§ **Parts of the exercise**
1. In the Muckraking editorial, who leveled the latest PML-N accusations against Imran Khan?
2. From the Muckraking editorial, write out the passage that begins with the words containing "WITH both vying" and ends with "Khan’s political platform.".
3. Extend the Muckraking editorial onward from its final sentence.
··· Provided passage
Muckraking

Published August 3, 2012

WITH both vying for the same space and the same slice of the electorate, the PML-N and the PTI were always going to find ways to attack each other. On Wednesday, it was Khwaja Asif’s turn to fire the latest PML-N salvo against the PTI chief, Imran Khan. Armed with a sheaf of documents and a series of seemingly hard-hitting accusations against the fund managers of Shaukat Khanum Memorial Cancer Hospital, Mr Asif tried to poke a hole in Imran Khan’s self-styled reputation as a clean politician with no financial skeletons in his closet. PTI supporters reacted with outrage to Khwaja Asif’s allegations and dismissed them as an ugly attempt to drag a charitable institution into disrepute. There is an inconvenient truth, however, for the PTI: the Shaukat Khanum hospital is a central plank of Imran Khan’s political platform.

With a non-existent record of public service in government, Mr Khan has long held the hospital he set up as an example of why he is qualified to run Pakistan. In Mr Khan’s telling, Shaukat Khanum hospital is a symbol of his commitment to the people’s welfare and his resolve to handle large finances transparently and professionally. So if his political opponents probe into the affairs of Shaukat Khanum and find something amiss, it is unrealistic to expect them to keep their suspicions or allegations out of the public arena. How are funds for the hospital raised, does the fund-raising comply with Pakistani and the relevant foreign laws, and are the funds invested in a way that is both legal and ethical given their purpose are all questions that Shaukat Khanum’s administrators ought to answer in full. Particularly since the PTI routinely accuses every other party of financial malfeasance and corruption, the party should set the bar higher for transparency and openness. It is worth noting that to date the PTI has provided no meaningful information about who has sponsored and paid for the massive rallies the party has held in all four provinces of the country.
······
··· Stored data
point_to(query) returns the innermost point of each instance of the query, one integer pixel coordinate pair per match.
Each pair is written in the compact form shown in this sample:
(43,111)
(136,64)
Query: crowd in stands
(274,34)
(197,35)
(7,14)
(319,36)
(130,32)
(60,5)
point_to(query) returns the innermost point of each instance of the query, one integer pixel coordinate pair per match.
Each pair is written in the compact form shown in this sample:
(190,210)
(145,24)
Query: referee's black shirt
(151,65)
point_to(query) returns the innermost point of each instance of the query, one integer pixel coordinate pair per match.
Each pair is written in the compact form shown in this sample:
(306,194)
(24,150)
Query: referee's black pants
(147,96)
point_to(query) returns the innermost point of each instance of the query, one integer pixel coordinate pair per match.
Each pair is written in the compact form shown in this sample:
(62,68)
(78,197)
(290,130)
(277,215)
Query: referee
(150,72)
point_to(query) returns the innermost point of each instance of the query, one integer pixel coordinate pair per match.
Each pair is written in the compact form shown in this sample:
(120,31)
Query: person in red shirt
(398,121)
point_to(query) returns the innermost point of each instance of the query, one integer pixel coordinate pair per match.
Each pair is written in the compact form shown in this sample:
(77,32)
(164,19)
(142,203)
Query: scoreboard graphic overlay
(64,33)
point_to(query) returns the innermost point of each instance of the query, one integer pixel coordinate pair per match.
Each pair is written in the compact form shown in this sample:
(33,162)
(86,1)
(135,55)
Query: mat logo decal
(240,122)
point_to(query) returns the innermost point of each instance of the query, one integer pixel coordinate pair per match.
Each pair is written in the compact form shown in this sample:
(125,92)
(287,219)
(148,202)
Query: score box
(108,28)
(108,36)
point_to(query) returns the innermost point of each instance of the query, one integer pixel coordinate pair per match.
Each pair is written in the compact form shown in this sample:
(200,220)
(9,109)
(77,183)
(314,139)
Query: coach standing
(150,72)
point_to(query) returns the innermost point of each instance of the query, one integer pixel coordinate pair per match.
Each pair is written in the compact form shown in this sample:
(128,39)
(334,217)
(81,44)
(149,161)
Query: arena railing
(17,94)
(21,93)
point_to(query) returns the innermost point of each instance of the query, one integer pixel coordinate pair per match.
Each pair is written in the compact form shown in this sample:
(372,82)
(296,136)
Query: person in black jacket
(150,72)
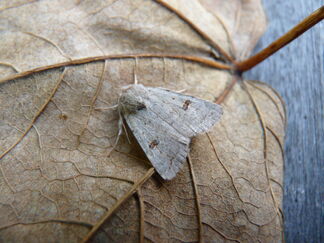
······
§ **Responses**
1. Khwaja Asif

2.
WITH both vying for the same space and the same slice of the electorate, the PML-N and the PTI were always going to find ways to attack each other. On Wednesday, it was Khwaja Asif’s turn to fire the latest PML-N salvo against the PTI chief, Imran Khan. Armed with a sheaf of documents and a series of seemingly hard-hitting accusations against the fund managers of Shaukat Khanum Memorial Cancer Hospital, Mr Asif tried to poke a hole in Imran Khan’s self-styled reputation as a clean politician with no financial skeletons in his closet. PTI supporters reacted with outrage to Khwaja Asif’s allegations and dismissed them as an ugly attempt to drag a charitable institution into disrepute. There is an inconvenient truth, however, for the PTI: the Shaukat Khanum hospital is a central plank of Imran Khan’s political platform.

3.
Nevertheless, Khwaja Asif’s fulminations against the PTI should also be treated with caution — not because the allegations are necessarily false but because there is a risk that as the elections draw nearer, political opponents will descend into an ugly free-for-all that could damage the democratic project itself. The PPP has long been a victim of dirty tricks, as has Imran Khan himself owing to his colourful past. The PML-N — no shrinking violets there, clearly — can also suffer similar attacks. Perhaps party leaders need to informally declare certain areas off limits for criticism; or else, perhaps the ECP could have a role to play?